*SET EXERCISE*
Put these lines into a numbered list, leaving out the blank lines and the pictures.
* Begin EXTRACTED MATERIAL *
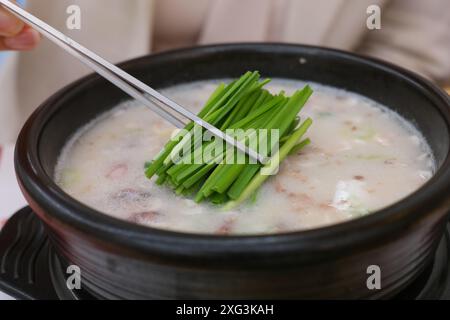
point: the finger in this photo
(9, 24)
(27, 39)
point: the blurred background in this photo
(412, 33)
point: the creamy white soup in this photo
(362, 157)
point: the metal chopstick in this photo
(129, 84)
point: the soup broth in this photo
(362, 157)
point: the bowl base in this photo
(30, 269)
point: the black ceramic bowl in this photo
(122, 260)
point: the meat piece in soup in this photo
(362, 157)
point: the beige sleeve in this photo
(115, 29)
(414, 34)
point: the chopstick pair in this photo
(161, 105)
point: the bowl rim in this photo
(45, 194)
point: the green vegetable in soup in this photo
(242, 104)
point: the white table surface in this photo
(11, 198)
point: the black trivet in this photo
(30, 269)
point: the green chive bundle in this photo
(242, 104)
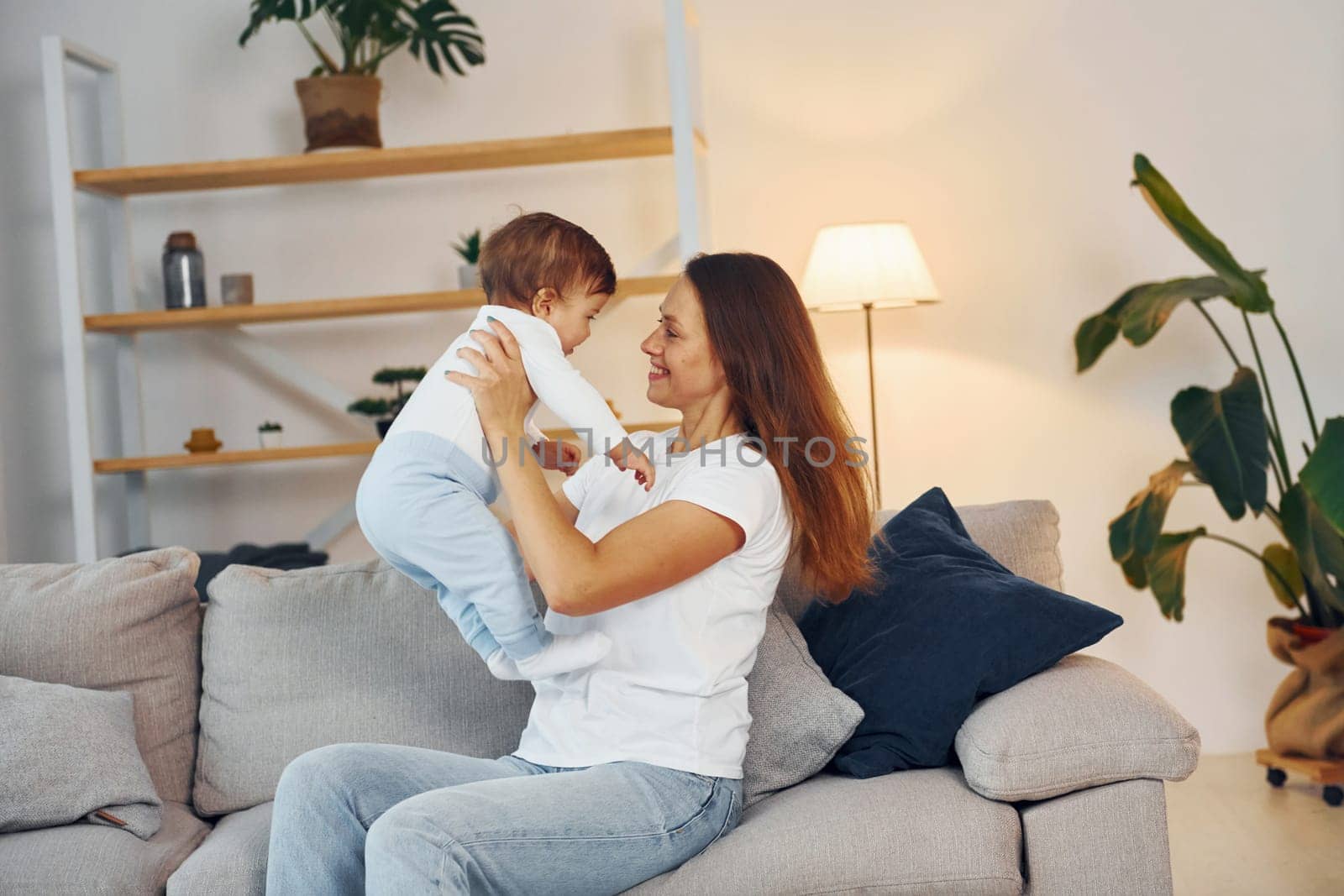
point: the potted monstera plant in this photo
(340, 94)
(1234, 445)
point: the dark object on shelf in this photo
(1330, 773)
(185, 271)
(286, 555)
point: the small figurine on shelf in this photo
(470, 248)
(270, 434)
(385, 410)
(202, 441)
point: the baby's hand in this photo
(558, 456)
(632, 458)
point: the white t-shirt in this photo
(448, 410)
(672, 691)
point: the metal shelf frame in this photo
(112, 191)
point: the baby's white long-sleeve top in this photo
(448, 410)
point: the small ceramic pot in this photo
(340, 110)
(202, 441)
(235, 289)
(470, 275)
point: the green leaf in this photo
(1247, 289)
(1152, 304)
(1095, 333)
(1167, 571)
(1320, 548)
(1133, 533)
(1323, 477)
(1227, 438)
(1284, 560)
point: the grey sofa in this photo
(1059, 786)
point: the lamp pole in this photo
(873, 405)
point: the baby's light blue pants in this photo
(423, 506)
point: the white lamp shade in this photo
(857, 265)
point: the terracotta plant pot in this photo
(1305, 715)
(340, 110)
(202, 441)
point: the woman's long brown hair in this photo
(764, 338)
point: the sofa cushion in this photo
(69, 754)
(1079, 725)
(100, 862)
(127, 624)
(799, 719)
(232, 862)
(918, 832)
(296, 660)
(1021, 535)
(945, 626)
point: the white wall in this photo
(1001, 132)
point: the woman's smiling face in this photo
(683, 369)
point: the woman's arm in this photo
(654, 551)
(568, 511)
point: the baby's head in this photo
(551, 269)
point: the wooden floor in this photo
(1233, 833)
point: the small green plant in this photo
(369, 31)
(1231, 437)
(389, 407)
(470, 246)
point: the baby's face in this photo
(573, 317)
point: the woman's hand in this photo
(501, 389)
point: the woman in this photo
(633, 766)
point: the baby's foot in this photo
(503, 668)
(566, 653)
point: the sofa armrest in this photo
(1079, 725)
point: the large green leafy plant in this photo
(369, 31)
(1231, 436)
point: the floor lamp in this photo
(867, 266)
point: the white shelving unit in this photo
(114, 186)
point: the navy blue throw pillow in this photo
(945, 626)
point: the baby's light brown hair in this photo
(538, 250)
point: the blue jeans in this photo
(423, 506)
(381, 819)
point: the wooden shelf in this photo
(326, 308)
(264, 456)
(356, 164)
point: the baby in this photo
(423, 500)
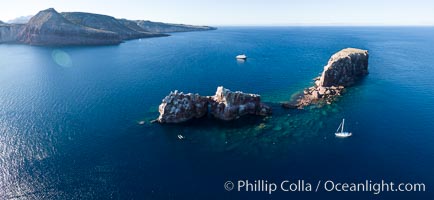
* End EXTRACTED MATERIAL *
*TASK ANSWER*
1. point: the finger in this photo
2. (9, 24)
3. (27, 39)
4. point: the blurred background in this photo
5. (412, 33)
6. point: the creamy white soup in this photo
7. (362, 157)
8. point: the metal chopstick in this photo
9. (129, 84)
10. point: the soup broth in this photo
11. (362, 157)
12. point: the bowl base in this photo
13. (30, 269)
14. point: the black ceramic bowl in this photo
15. (122, 260)
16. point: the meat piece in soup in this photo
17. (362, 157)
18. point: the beige sleeve in this photo
19. (115, 29)
20. (414, 34)
21. point: the chopstick pair in this photo
22. (161, 105)
23. point: the bowl rim in this photo
24. (45, 194)
25. point: the green vegetable in soup in this photo
26. (242, 104)
27. point: the white table surface in this photo
28. (11, 198)
29. point: the black trivet in this photo
30. (30, 269)
31. point: the green chive bundle in this photo
32. (242, 104)
33. point: the potted monstera plant in this photo
34. (340, 94)
35. (1234, 445)
36. point: the dark object on shelf in this photo
37. (1330, 773)
38. (185, 271)
39. (286, 555)
40. point: the small figurine on shelf in this photo
41. (470, 248)
42. (270, 434)
43. (385, 410)
44. (202, 441)
45. point: the baby's hand in this photo
46. (558, 456)
47. (632, 458)
48. point: the white t-shirt in this photo
49. (448, 410)
50. (672, 691)
51. point: the metal shelf frame in this photo
52. (112, 191)
53. point: the baby's white long-sleeve top in this photo
54. (448, 410)
55. point: the small ceramic pot in this photo
56. (340, 110)
57. (202, 441)
58. (235, 289)
59. (470, 275)
60. point: the green leaf in this photo
61. (1247, 289)
62. (1152, 304)
63. (1095, 333)
64. (1167, 571)
65. (1320, 548)
66. (1133, 533)
67. (1323, 477)
68. (1227, 438)
69. (1284, 560)
70. point: the grey sofa in this photo
71. (1059, 786)
72. point: the lamp pole in this photo
73. (873, 405)
74. point: the baby's light blue pants in this photo
75. (423, 506)
76. point: the white lamp shade in this photo
77. (857, 265)
78. point: the terracotta plant pot in this photo
79. (1305, 715)
80. (340, 110)
81. (202, 441)
82. point: the woman's long brown hair in this photo
83. (764, 338)
84. point: the sofa cushion in this photo
85. (69, 754)
86. (1079, 725)
87. (100, 862)
88. (127, 624)
89. (799, 719)
90. (232, 862)
91. (918, 832)
92. (296, 660)
93. (1021, 535)
94. (945, 626)
95. point: the white wall in this photo
96. (1001, 132)
97. point: the woman's smiling face in this photo
98. (683, 369)
99. point: the woman's arm in this photo
100. (654, 551)
101. (568, 511)
102. point: the baby's head in this photo
103. (551, 269)
104. point: the wooden floor in this photo
105. (1233, 833)
106. point: the small green plant in this photo
107. (369, 31)
108. (1231, 437)
109. (389, 407)
110. (470, 246)
111. point: the baby's face in this photo
112. (573, 317)
113. point: the woman's hand in this photo
114. (501, 389)
115. point: the woman in this photo
116. (633, 766)
117. point: the baby's foot in this photo
118. (503, 668)
119. (566, 653)
120. point: the sofa armrest in this photo
121. (1079, 725)
122. point: the large green leafy plant in this photo
123. (369, 31)
124. (1231, 436)
125. point: the floor lamp in this photo
126. (867, 266)
127. point: the white shelving unit in this photo
128. (114, 186)
129. point: the navy blue throw pillow in this photo
130. (945, 626)
131. point: the baby's light brown hair in this photo
132. (538, 250)
133. point: the blue jeans in this photo
134. (423, 506)
135. (381, 819)
136. point: the wooden shelf in this photo
137. (326, 308)
138. (264, 456)
139. (356, 164)
140. point: the baby in this photo
141. (423, 500)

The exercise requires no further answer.